§ GOAL
Retype exactly the lines from the one containing "Mark each instance of the blue" through the last line of the records below, including both, and leave out any pictures.

§ MATERIAL
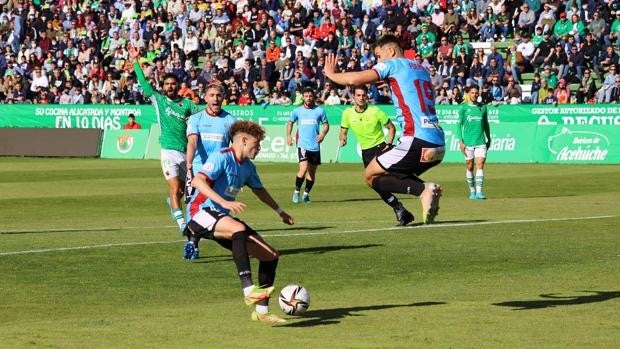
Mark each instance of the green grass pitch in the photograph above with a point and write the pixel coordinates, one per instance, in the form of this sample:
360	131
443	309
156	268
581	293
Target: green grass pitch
89	258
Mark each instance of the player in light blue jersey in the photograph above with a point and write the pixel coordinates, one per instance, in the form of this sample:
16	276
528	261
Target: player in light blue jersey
309	118
218	183
421	145
207	132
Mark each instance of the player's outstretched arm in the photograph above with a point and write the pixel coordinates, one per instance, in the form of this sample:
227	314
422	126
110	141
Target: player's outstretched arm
146	86
348	78
263	195
200	183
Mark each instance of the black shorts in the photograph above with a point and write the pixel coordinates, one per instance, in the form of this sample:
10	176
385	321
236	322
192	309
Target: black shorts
411	156
203	225
313	157
370	153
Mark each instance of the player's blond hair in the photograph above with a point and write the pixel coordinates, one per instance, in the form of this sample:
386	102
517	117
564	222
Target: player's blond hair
249	127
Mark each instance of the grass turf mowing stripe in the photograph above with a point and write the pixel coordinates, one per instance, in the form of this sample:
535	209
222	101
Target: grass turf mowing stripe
373	230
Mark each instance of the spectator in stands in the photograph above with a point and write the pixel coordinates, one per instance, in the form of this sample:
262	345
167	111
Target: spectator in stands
614	32
445	49
587	87
550	76
615	92
559	59
597	27
535	88
526	20
493	71
476	71
515	63
578	30
546	19
563	27
604	93
497	90
591	49
487	28
562	92
472	24
551	98
514	92
576	65
426	33
451	22
608	59
543	51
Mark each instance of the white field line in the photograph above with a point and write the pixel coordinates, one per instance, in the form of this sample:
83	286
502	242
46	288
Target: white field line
373	230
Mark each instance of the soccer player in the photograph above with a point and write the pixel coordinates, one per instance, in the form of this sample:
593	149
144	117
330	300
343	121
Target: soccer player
309	137
172	113
218	183
422	144
207	132
474	135
367	121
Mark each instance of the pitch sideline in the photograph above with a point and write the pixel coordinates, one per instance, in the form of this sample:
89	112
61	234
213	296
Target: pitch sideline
373	230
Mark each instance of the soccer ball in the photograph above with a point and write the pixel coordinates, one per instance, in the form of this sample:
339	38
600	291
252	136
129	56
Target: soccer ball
294	299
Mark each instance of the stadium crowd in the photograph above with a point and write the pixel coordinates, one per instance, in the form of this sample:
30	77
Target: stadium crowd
264	52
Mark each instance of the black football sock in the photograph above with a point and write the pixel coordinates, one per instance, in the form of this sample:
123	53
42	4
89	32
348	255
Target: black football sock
392	184
309	185
298	183
388	198
267	275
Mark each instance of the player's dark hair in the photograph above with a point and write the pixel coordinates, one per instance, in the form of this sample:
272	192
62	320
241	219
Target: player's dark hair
218	87
249	127
170	76
308	89
360	87
387	39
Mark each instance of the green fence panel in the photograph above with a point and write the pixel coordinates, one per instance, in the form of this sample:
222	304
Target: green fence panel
124	144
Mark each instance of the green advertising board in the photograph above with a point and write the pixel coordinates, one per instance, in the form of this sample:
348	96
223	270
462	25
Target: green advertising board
124	144
521	133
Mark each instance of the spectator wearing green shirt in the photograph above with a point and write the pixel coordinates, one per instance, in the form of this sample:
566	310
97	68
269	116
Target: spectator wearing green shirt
578	30
563	27
426	49
425	33
474	135
367	123
614	32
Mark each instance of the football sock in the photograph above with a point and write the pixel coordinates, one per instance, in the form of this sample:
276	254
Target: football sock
309	185
266	277
267	272
262	309
241	257
479	180
388	198
298	182
392	184
470	181
177	214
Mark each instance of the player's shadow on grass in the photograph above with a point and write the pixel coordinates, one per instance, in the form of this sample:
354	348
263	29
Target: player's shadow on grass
333	316
298	228
349	200
284	252
323	249
551	300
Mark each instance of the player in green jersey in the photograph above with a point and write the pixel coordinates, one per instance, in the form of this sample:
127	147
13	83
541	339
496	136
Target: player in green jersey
474	135
172	112
366	122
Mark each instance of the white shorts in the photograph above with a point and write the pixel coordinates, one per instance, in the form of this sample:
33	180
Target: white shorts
173	163
477	151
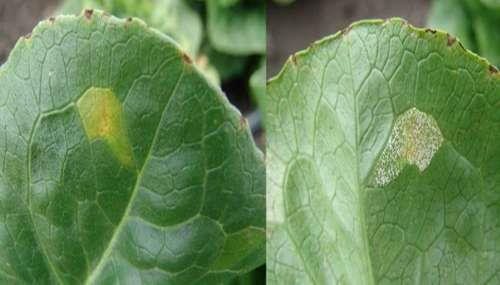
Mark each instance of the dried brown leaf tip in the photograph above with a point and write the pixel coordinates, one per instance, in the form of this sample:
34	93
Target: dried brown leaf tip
186	58
346	30
243	123
493	69
88	13
450	39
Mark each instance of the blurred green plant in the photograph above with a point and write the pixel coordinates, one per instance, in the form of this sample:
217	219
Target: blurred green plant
475	22
226	38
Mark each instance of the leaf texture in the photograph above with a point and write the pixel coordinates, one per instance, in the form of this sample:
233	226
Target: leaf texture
120	163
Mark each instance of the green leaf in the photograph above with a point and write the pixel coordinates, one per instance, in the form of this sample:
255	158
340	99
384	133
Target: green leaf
382	161
239	29
173	17
121	163
258	82
474	22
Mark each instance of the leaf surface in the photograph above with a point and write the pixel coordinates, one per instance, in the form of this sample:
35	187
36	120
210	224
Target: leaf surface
120	163
382	161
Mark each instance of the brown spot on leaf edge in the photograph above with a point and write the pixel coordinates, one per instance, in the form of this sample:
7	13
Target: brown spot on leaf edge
345	31
451	40
88	13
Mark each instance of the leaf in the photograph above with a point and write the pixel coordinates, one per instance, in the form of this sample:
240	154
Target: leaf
238	29
121	163
173	17
382	161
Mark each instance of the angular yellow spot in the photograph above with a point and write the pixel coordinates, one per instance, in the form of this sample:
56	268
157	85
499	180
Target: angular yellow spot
101	113
414	140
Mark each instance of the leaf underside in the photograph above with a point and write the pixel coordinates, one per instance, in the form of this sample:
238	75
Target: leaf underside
120	164
411	107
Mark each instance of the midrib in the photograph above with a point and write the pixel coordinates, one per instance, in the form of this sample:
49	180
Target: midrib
105	256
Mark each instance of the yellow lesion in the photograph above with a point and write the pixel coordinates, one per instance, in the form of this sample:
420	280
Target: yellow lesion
414	140
101	114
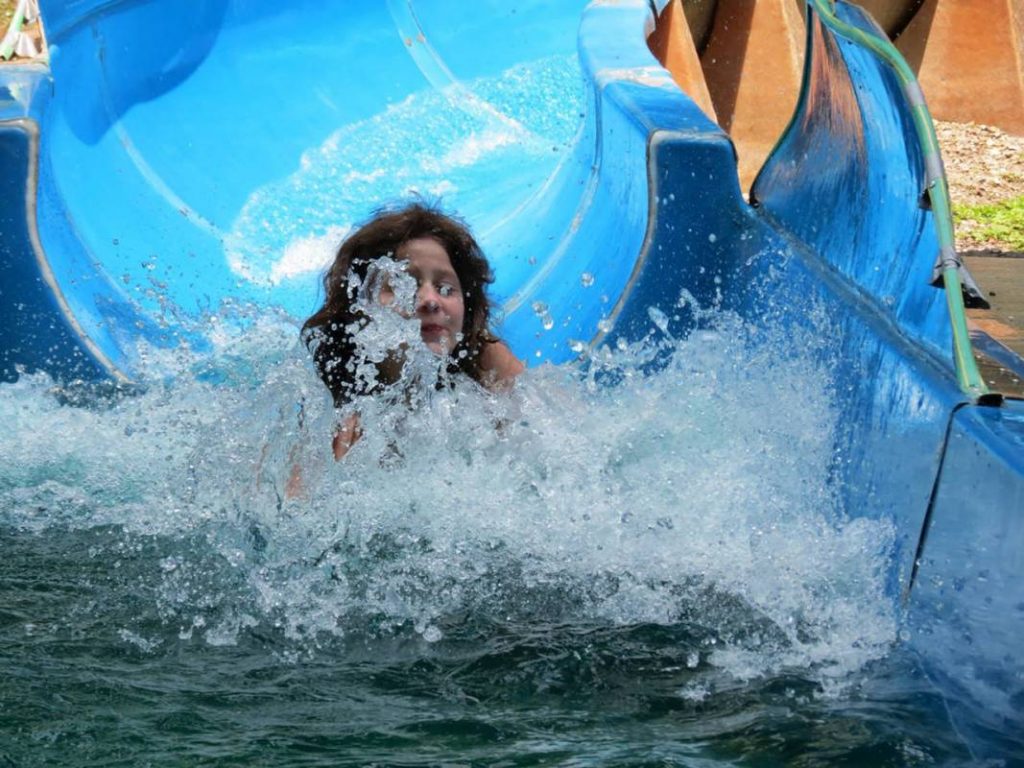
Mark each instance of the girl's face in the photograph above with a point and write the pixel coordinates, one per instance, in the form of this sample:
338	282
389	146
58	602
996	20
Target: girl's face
439	303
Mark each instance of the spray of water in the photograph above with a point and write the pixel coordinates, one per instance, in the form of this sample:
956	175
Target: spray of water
693	495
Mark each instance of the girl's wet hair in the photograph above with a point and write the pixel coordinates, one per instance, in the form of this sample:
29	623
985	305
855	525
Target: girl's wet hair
328	333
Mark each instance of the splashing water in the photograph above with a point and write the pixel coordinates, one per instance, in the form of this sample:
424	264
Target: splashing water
666	547
580	503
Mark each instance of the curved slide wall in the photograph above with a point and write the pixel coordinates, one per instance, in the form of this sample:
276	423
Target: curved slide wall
179	170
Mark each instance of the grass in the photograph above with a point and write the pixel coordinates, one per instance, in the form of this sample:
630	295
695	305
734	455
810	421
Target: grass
1003	222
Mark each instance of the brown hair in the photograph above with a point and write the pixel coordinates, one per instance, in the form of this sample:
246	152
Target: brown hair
328	333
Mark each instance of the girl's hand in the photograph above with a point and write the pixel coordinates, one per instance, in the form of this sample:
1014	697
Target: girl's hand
347	435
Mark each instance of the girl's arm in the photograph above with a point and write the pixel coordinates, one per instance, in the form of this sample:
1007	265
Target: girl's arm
500	366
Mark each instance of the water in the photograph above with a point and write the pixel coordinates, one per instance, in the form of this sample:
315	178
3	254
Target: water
655	572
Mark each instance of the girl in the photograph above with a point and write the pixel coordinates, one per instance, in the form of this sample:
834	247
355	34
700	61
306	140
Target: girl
450	302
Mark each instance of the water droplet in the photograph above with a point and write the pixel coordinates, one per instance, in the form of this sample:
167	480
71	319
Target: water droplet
658	318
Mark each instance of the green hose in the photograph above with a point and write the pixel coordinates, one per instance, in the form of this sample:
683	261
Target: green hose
968	375
10	39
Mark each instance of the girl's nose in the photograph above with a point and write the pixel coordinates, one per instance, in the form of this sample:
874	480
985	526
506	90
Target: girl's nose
427	299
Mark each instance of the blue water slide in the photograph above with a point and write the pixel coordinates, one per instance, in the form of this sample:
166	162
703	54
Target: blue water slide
176	159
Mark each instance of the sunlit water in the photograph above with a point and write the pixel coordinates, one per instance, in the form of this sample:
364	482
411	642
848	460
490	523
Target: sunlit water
654	571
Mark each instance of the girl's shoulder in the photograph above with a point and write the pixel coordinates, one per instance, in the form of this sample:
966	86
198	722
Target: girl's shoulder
499	365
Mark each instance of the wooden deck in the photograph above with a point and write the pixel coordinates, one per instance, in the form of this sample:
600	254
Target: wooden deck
1000	275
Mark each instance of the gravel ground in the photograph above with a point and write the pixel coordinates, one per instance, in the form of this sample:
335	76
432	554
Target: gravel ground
983	165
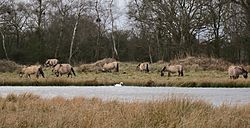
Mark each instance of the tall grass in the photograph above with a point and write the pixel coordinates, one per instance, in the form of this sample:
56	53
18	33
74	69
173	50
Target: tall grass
29	110
130	77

§ CORRECT RESPONSE
Mark each instance of the blue water slide in the photograph above with a point and write the pixel coordinates, one per instance, in the form of this sample:
166	162
703	54
Target: blue water slide
176	159
Mark each instance of the sunlit water in the photograph above with a point and write the pixel coordinates, one per instance, in the form of this sample:
364	482
411	642
848	460
490	523
Target: sunlit water
654	571
Mark each instance of the girl's shoulder in the photograph above with a point and write the pixel coordinates, one per instance, in the form of this sample:
966	86
198	722
Target: girl's shoulder
499	365
Mark each instance of the wooden deck in the photograph above with a point and write the pixel coordinates, one per instance, in the form of this sample:
600	254
Target: wooden deck
1000	275
Mark each instance of the gravel ground in the photograph above with a point and write the pixel coordinates, one per instance, in the form of this sample:
335	76
432	554
Target: gravel ground
983	165
Mark each instance of the tall grass in the photograph above with a point and write the pixel coordinates, one per instance, in the form of this sample:
56	53
18	33
74	69
173	50
Target: tall grass
29	110
130	77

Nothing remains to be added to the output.